● **The request**:
Change every "bush" in the material below to "shrub" and write out the material again with everything else left as it is.

/---

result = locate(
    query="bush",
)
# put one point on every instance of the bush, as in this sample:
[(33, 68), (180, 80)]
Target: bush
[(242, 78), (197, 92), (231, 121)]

\---

● **Solution below**:
result = locate(
    query="shrub",
)
# put one point on every instance of the shrub, as in this sample:
[(33, 68), (180, 80)]
Target: shrub
[(242, 78), (197, 92), (231, 121)]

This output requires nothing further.